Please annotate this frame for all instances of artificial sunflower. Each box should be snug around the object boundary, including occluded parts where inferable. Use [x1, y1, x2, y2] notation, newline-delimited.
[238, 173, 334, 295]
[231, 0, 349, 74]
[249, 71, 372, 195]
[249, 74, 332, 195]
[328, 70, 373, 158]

•••••

### [TO DO]
Please copy out every line of the items above, their wording included, and scale only the box coordinates in the answers by 2.25. Round each result to a whole number, with halves going up.

### [COMPLETED TASK]
Please annotate this frame for all instances of artificial sunflower. Each box should be snug around the object boundary, including occluded parts where inferable. Use [x1, y1, x2, y2] notation, newline-delimited.
[536, 389, 752, 664]
[520, 0, 785, 167]
[560, 160, 837, 439]
[560, 167, 747, 439]
[738, 158, 839, 356]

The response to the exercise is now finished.